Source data
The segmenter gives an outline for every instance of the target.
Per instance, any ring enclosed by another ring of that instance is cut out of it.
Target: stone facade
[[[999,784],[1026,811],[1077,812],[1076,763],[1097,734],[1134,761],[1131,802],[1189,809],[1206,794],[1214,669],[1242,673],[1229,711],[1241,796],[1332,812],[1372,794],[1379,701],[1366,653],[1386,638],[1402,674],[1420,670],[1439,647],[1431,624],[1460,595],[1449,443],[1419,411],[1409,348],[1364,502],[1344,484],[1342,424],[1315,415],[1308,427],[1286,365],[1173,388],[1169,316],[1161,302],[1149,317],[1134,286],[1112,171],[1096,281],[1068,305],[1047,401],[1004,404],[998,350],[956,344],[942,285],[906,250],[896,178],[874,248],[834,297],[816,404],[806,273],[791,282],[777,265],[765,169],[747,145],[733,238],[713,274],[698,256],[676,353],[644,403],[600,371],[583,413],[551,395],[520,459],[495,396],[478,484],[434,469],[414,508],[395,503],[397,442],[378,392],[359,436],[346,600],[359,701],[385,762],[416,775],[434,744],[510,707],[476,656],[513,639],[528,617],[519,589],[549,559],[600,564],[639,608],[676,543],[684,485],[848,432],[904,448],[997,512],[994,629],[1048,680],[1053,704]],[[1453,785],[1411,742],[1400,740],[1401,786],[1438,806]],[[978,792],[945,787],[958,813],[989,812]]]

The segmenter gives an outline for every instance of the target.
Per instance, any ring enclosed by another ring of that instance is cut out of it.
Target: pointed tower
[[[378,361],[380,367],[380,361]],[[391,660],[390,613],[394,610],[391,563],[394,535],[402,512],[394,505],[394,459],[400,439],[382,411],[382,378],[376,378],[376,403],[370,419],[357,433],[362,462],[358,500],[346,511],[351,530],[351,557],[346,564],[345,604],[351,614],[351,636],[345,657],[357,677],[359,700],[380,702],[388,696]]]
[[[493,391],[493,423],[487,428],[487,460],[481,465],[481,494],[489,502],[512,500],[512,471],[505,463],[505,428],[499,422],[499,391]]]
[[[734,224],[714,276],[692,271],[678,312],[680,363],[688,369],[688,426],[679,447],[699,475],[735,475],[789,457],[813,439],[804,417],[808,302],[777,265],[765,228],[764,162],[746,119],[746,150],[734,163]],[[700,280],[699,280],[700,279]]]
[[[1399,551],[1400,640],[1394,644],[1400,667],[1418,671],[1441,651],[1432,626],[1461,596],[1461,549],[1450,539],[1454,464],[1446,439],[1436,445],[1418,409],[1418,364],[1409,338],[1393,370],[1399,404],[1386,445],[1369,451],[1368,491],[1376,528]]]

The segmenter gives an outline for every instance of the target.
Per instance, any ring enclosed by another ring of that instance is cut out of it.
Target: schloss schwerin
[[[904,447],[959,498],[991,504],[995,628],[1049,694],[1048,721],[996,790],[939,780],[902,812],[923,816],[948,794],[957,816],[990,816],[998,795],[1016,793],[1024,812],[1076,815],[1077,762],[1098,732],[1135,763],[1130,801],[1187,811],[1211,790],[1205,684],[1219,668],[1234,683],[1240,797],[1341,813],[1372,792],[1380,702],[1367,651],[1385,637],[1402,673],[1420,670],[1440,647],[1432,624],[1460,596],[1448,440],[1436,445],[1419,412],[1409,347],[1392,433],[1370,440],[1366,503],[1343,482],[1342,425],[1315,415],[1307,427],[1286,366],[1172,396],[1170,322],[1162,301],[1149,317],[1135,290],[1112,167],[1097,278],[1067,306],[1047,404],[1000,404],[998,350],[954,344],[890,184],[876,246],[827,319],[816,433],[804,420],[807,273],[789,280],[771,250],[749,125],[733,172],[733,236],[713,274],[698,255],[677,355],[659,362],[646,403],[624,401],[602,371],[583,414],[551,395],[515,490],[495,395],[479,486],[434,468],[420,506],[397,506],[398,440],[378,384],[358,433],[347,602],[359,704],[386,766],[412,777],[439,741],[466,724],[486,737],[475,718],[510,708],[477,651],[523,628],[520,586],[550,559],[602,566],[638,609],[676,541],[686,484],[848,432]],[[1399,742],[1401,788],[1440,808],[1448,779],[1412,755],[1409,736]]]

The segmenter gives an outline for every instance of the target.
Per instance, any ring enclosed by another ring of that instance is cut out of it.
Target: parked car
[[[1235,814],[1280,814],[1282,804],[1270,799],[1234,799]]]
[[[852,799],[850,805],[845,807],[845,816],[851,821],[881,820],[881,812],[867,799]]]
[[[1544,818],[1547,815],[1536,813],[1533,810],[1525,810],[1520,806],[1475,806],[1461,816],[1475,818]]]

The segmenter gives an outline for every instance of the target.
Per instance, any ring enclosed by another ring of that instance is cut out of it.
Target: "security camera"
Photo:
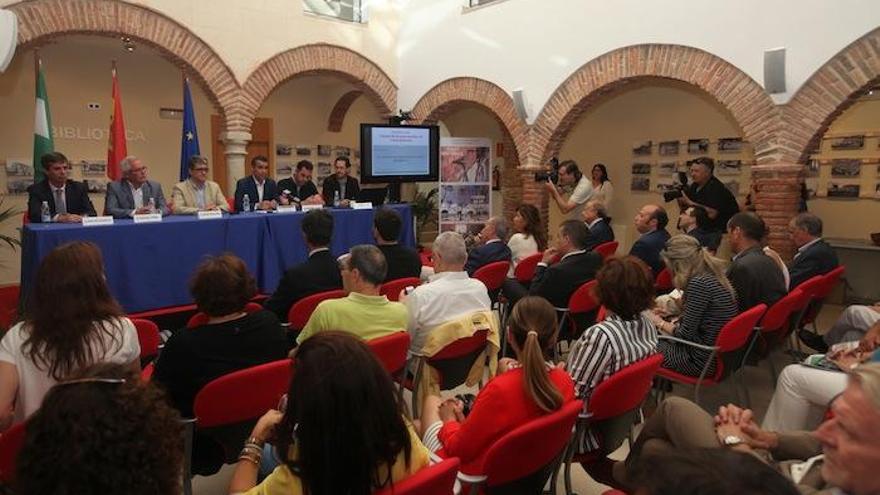
[[[18,43],[18,18],[11,10],[0,9],[0,72],[6,71]]]

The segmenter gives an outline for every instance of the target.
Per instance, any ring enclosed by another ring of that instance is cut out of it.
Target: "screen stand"
[[[400,182],[388,184],[388,202],[391,204],[400,203]]]

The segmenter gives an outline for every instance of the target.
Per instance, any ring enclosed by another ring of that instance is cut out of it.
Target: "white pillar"
[[[226,147],[226,190],[235,191],[235,183],[245,176],[245,159],[247,145],[251,142],[251,133],[229,131],[220,134],[220,140]]]

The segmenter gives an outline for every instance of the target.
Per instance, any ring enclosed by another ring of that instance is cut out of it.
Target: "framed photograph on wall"
[[[33,177],[34,167],[31,166],[30,160],[7,158],[6,175],[12,177]]]
[[[880,182],[874,186],[874,199],[880,199]]]
[[[89,190],[89,193],[105,193],[107,192],[107,179],[94,179],[88,178],[85,181],[86,188]]]
[[[858,199],[861,185],[850,182],[831,181],[828,183],[828,197],[838,199]]]
[[[813,158],[807,162],[807,177],[819,177],[819,160]]]
[[[632,164],[633,175],[651,175],[651,164],[636,162]]]
[[[742,172],[742,160],[718,160],[715,162],[715,173],[718,175],[739,175]]]
[[[678,162],[660,162],[660,164],[657,165],[657,173],[659,175],[671,176],[675,173],[676,169],[678,169]]]
[[[291,162],[276,162],[275,164],[275,177],[280,177],[282,179],[286,177],[290,177],[293,175],[293,163]]]
[[[862,173],[862,161],[858,158],[835,158],[831,161],[831,177],[852,178]]]
[[[727,188],[728,191],[731,192],[734,196],[739,196],[739,181],[738,180],[730,180],[724,183],[724,187]]]
[[[329,144],[318,145],[318,156],[330,156],[333,154],[333,146]]]
[[[293,146],[289,144],[276,144],[275,154],[278,156],[290,156],[293,154]]]
[[[80,160],[84,176],[103,177],[107,175],[107,160]]]
[[[669,192],[669,191],[674,190],[675,184],[673,184],[672,182],[668,182],[668,181],[665,181],[665,182],[658,181],[657,185],[654,187],[654,189],[657,191],[657,193],[663,194],[665,192]]]
[[[312,147],[307,144],[296,145],[296,156],[312,156]]]
[[[633,155],[636,156],[645,156],[650,155],[652,153],[652,149],[654,148],[654,142],[650,139],[647,141],[639,141],[637,143],[633,143],[632,151]]]
[[[706,138],[688,139],[688,153],[704,155],[709,152],[709,140]]]
[[[651,190],[651,179],[647,177],[633,177],[630,185],[631,191],[648,192]]]
[[[742,138],[721,138],[718,140],[719,153],[739,153],[742,148]]]
[[[679,144],[681,143],[678,141],[660,141],[657,152],[662,156],[675,156],[678,154]]]
[[[7,194],[27,194],[27,189],[34,183],[33,178],[10,176],[6,178]]]
[[[831,140],[831,149],[834,151],[860,150],[864,147],[865,136],[863,135],[843,136]]]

REQUIRED ACTION
From the first line to the last, output the data exactly; skip any pictures.

EXERCISE RESULT
The segmenter gives an outline for every instance of the target.
Per instance, any ring enclosed by another ring of that instance is cut out of it.
Target: stone facade
[[[999,784],[1026,811],[1077,812],[1076,763],[1097,734],[1134,761],[1131,802],[1189,809],[1206,794],[1214,669],[1242,673],[1229,711],[1241,796],[1332,812],[1372,794],[1379,701],[1366,653],[1386,638],[1402,674],[1420,670],[1439,647],[1431,624],[1460,595],[1449,443],[1419,411],[1409,348],[1364,502],[1344,484],[1342,424],[1315,415],[1308,427],[1286,365],[1173,388],[1169,316],[1161,302],[1149,317],[1134,286],[1112,171],[1096,281],[1068,305],[1047,401],[1004,404],[998,350],[956,344],[942,285],[906,250],[896,178],[874,248],[834,297],[816,404],[806,273],[791,282],[777,265],[765,169],[747,145],[733,238],[713,274],[698,256],[676,353],[644,403],[600,371],[583,413],[551,395],[520,459],[495,396],[478,484],[434,469],[414,508],[395,503],[397,442],[378,392],[359,436],[346,600],[359,701],[385,762],[416,775],[434,744],[510,707],[476,656],[513,639],[528,617],[519,589],[549,559],[600,564],[639,608],[676,543],[684,485],[848,432],[904,448],[997,512],[994,629],[1048,680],[1053,704]],[[1453,785],[1411,742],[1400,740],[1401,786],[1438,806]],[[978,792],[945,787],[958,813],[989,812]]]

The segmenter gives an outline for every instance of the target.
Per instance, any ring enclosed by another ring of that instance is cut out of it.
Target: pointed tower
[[[378,361],[380,367],[380,361]],[[391,660],[390,613],[394,610],[391,563],[394,535],[402,512],[394,505],[394,459],[400,439],[382,411],[382,378],[376,378],[376,403],[370,419],[357,433],[362,462],[358,500],[346,511],[351,530],[351,557],[346,564],[345,604],[351,614],[351,636],[345,657],[357,677],[359,700],[380,702],[388,696]]]
[[[493,391],[493,423],[487,428],[487,460],[481,465],[481,494],[489,502],[512,500],[512,471],[505,463],[505,428],[499,422],[499,391]]]
[[[734,224],[714,276],[692,271],[678,312],[680,363],[688,369],[688,426],[679,447],[699,475],[735,475],[789,457],[813,439],[804,417],[808,302],[777,265],[765,228],[764,162],[746,119],[746,150],[734,163]],[[700,280],[699,280],[700,279]]]
[[[1399,551],[1400,640],[1394,644],[1400,667],[1418,671],[1441,651],[1432,626],[1461,596],[1461,549],[1450,539],[1454,464],[1446,439],[1436,445],[1418,409],[1418,364],[1409,338],[1393,370],[1399,404],[1386,445],[1369,451],[1368,491],[1376,528]]]

The segmenter gives an outline for every instance of the target.
Per instance, any ring enclosed by another ring of that instance is cut out of it.
Target: schloss schwerin
[[[904,447],[959,498],[991,504],[995,628],[1049,694],[1048,721],[996,790],[939,780],[902,812],[923,816],[948,794],[957,816],[990,816],[998,795],[1016,793],[1024,812],[1076,815],[1077,762],[1098,732],[1135,763],[1130,801],[1187,811],[1211,790],[1205,684],[1219,668],[1234,683],[1240,797],[1341,813],[1372,792],[1380,702],[1367,651],[1385,637],[1402,673],[1420,670],[1440,647],[1432,624],[1460,596],[1448,440],[1436,445],[1419,412],[1409,347],[1392,433],[1370,440],[1366,503],[1343,482],[1342,425],[1315,415],[1307,427],[1286,366],[1172,396],[1170,322],[1162,301],[1149,317],[1135,290],[1112,167],[1097,278],[1067,306],[1047,404],[1000,404],[998,350],[954,344],[890,184],[876,246],[827,319],[816,433],[804,420],[807,273],[789,280],[771,250],[749,125],[733,172],[733,236],[713,274],[698,255],[677,355],[659,362],[646,403],[624,401],[602,371],[583,414],[551,395],[515,490],[495,395],[479,486],[434,468],[420,506],[397,506],[398,440],[378,384],[358,433],[347,602],[359,704],[386,766],[412,777],[439,741],[466,724],[486,737],[475,718],[510,708],[477,651],[523,628],[520,586],[550,559],[602,566],[638,609],[676,541],[686,484],[848,432]],[[1399,742],[1401,788],[1440,808],[1448,779],[1412,755],[1409,736]]]

The segmenter gives an outline for every instance of the target.
Per instance, any ring enclosed by another ring of that instance is cut out of it.
Target: parked car
[[[1235,814],[1280,814],[1282,804],[1270,799],[1234,799]]]
[[[852,799],[850,805],[845,807],[845,816],[851,821],[881,820],[881,812],[867,799]]]
[[[1544,818],[1547,815],[1536,813],[1533,810],[1525,810],[1520,806],[1475,806],[1461,816],[1475,818]]]

The segmenter gives an outline for every instance of the target.
Per instance, any ring enclosed by another ring of that instance is cut out of it.
Target: "security camera"
Photo:
[[[18,43],[18,18],[11,10],[0,9],[0,72],[6,71]]]

The segmenter gives an outline for every instance of the target.
Per instance, any ring enclosed by another ring of that instance is cut out of it.
Target: "screen stand"
[[[400,182],[388,184],[388,202],[391,204],[400,203]]]

The segmenter gives an outline for every instance of the target.
Per instance, any ring enclosed by another ring of that instance is cut out of it.
Target: "white pillar"
[[[226,147],[226,190],[235,191],[235,183],[245,176],[245,159],[247,145],[251,142],[251,133],[229,131],[220,134],[220,140]]]

The segmenter gives an outline for every instance of the target.
Per instance, any ring enclosed by another ring of that instance is cut out of it.
Target: "framed photograph on wall"
[[[33,177],[34,167],[31,166],[30,160],[7,158],[6,175],[12,177]]]
[[[880,182],[874,186],[874,199],[880,199]]]
[[[89,190],[89,193],[105,193],[107,192],[107,179],[94,179],[88,178],[85,181],[86,188]]]
[[[858,199],[861,185],[850,182],[831,181],[828,183],[828,197],[838,199]]]
[[[813,158],[807,162],[807,177],[819,177],[819,160]]]
[[[632,164],[633,175],[651,175],[651,164],[636,162]]]
[[[742,172],[742,160],[718,160],[715,162],[715,173],[718,175],[739,175]]]
[[[678,162],[660,162],[660,164],[657,165],[657,173],[659,175],[671,176],[675,173],[676,169],[678,169]]]
[[[291,162],[276,162],[275,164],[275,177],[280,177],[282,179],[286,177],[290,177],[293,175],[293,163]]]
[[[862,173],[862,161],[858,158],[835,158],[831,161],[831,177],[852,178]]]
[[[727,188],[728,191],[731,192],[734,196],[739,196],[739,181],[738,180],[730,180],[724,183],[724,187]]]
[[[329,144],[318,145],[318,156],[330,156],[333,154],[333,146]]]
[[[293,146],[289,144],[276,144],[275,154],[278,156],[290,156],[293,154]]]
[[[80,160],[84,176],[103,177],[107,175],[107,160]]]
[[[669,192],[669,191],[674,190],[675,184],[673,184],[672,182],[668,182],[668,181],[665,181],[665,182],[658,181],[657,185],[654,187],[654,189],[657,191],[657,193],[663,194],[665,192]]]
[[[312,147],[307,144],[296,145],[296,156],[312,156]]]
[[[633,155],[636,156],[645,156],[650,155],[652,153],[652,149],[654,148],[654,142],[650,139],[647,141],[639,141],[637,143],[633,143],[632,151]]]
[[[706,138],[688,139],[688,153],[704,155],[709,152],[709,140]]]
[[[651,190],[651,179],[647,177],[633,177],[630,185],[631,191],[648,192]]]
[[[742,138],[721,138],[718,140],[719,153],[739,153],[742,148]]]
[[[679,144],[681,143],[678,141],[660,141],[657,152],[662,156],[675,156],[678,154]]]
[[[7,194],[27,194],[27,189],[34,183],[33,178],[10,176],[6,178]]]
[[[831,140],[831,149],[834,151],[860,150],[864,147],[865,136],[863,135],[843,136]]]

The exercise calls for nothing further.